▸ Your task:
Scan the entries below for the word "covered" and copy every line where it turns up.

[Items from a dataset]
>>>
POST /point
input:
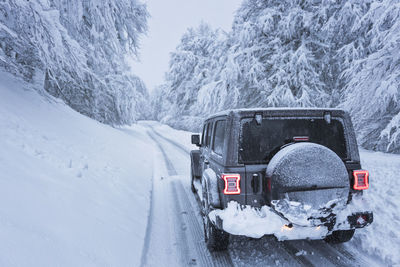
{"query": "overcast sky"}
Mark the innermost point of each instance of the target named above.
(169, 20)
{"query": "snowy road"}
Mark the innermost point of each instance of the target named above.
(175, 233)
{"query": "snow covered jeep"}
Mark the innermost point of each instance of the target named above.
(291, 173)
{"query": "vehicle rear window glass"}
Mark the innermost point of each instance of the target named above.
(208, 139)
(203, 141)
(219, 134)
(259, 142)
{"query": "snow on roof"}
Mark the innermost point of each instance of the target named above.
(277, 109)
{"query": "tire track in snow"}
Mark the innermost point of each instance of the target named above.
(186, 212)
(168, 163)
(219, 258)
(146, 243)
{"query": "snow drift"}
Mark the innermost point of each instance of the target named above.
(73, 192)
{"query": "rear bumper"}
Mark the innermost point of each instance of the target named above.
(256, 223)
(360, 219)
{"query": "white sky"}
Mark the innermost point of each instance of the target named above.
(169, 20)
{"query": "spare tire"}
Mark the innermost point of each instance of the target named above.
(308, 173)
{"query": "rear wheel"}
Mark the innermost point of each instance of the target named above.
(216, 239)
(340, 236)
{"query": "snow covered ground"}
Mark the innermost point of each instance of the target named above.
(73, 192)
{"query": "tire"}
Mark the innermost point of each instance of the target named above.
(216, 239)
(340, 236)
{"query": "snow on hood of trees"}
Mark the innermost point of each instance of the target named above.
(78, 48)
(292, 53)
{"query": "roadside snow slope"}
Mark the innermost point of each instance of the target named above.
<<<
>>>
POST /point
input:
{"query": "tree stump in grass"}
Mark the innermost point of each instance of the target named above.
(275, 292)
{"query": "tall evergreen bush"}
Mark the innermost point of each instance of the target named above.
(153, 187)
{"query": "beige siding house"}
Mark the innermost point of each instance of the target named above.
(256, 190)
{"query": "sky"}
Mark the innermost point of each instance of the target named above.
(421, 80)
<<<
▸ Task solution:
{"query": "snow covered jeep"}
{"query": "snow covered ground"}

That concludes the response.